▸ **What you should do**: Put the data below into a two-column CSV headed input and output. Give one row per answer, with the wording that asks for it under input and the answer under output, each in a single quoted field with line breaks replaced by spaces.

▸ **Given records**:

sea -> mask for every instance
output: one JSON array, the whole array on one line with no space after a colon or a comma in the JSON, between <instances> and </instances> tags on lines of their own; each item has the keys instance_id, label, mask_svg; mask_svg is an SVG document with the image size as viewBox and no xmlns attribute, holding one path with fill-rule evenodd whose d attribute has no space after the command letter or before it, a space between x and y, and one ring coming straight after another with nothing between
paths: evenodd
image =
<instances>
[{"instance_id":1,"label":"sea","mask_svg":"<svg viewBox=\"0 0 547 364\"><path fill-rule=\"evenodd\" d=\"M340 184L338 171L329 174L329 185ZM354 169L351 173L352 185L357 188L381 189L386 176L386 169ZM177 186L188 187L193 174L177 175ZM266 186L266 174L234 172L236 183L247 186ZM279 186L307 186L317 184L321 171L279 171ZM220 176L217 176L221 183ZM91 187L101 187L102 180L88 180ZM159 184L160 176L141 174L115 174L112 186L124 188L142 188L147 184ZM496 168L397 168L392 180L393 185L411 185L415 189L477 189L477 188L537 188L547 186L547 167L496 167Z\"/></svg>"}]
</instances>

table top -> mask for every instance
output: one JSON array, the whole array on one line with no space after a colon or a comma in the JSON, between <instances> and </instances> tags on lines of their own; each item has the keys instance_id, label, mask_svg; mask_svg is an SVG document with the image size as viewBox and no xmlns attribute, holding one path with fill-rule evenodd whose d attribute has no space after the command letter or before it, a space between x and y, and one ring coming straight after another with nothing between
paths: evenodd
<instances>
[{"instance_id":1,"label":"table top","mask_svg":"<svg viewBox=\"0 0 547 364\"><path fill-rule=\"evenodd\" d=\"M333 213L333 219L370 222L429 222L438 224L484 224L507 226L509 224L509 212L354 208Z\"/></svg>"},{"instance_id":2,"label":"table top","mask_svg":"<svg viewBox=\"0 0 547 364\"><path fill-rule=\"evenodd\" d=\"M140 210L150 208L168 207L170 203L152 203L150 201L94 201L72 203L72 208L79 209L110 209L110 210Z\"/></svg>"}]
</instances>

▸ **Task response**:
input,output
"sea -> mask for every instance output: one JSON array, the whole array on one line with no space after a colon or a comma in the JSON, between <instances> and </instances> tags on lines of their own; each item has the keys instance_id, label, mask_svg; mask_svg is an SVG document with the image size as viewBox and no xmlns attribute, holding one path with fill-rule evenodd whose d attribute has no space after the command letter or before it, a space between x and y, and one ring coming straight after another with nothing between paths: evenodd image =","<instances> [{""instance_id"":1,""label"":""sea"",""mask_svg"":""<svg viewBox=\""0 0 547 364\""><path fill-rule=\""evenodd\"" d=\""M340 184L338 171L329 174L329 185ZM354 169L351 173L352 185L357 188L381 189L386 176L386 169ZM177 186L188 187L193 174L177 175ZM266 186L266 174L234 172L236 183L247 186ZM279 186L307 186L317 184L321 171L279 171ZM220 176L217 176L221 183ZM91 187L101 187L102 180L88 180ZM159 184L160 176L141 174L115 174L112 186L124 188L142 188L147 184ZM496 168L397 168L392 180L393 185L411 185L415 189L477 189L477 188L537 188L547 186L547 167L496 167Z\""/></svg>""}] </instances>"
"table top -> mask for every instance output: one JSON array, the whole array on one line with no space after a colon or a comma in the JSON, between <instances> and </instances> tags on lines of their own; each item has the keys instance_id, label, mask_svg; mask_svg is an SVG document with the image size as viewBox and no xmlns attribute, holding one path with fill-rule evenodd whose d attribute has no space after the command letter or before it, a space between x and y, and one ring coming straight after another with nothing between paths: evenodd","<instances> [{""instance_id"":1,""label"":""table top"",""mask_svg"":""<svg viewBox=\""0 0 547 364\""><path fill-rule=\""evenodd\"" d=\""M333 213L333 219L370 222L429 222L438 224L484 224L507 226L509 224L509 212L354 208Z\""/></svg>""},{""instance_id"":2,""label"":""table top"",""mask_svg"":""<svg viewBox=\""0 0 547 364\""><path fill-rule=\""evenodd\"" d=\""M140 210L150 208L168 207L170 203L152 203L150 201L94 201L72 203L72 208L79 209L110 209L110 210Z\""/></svg>""}] </instances>"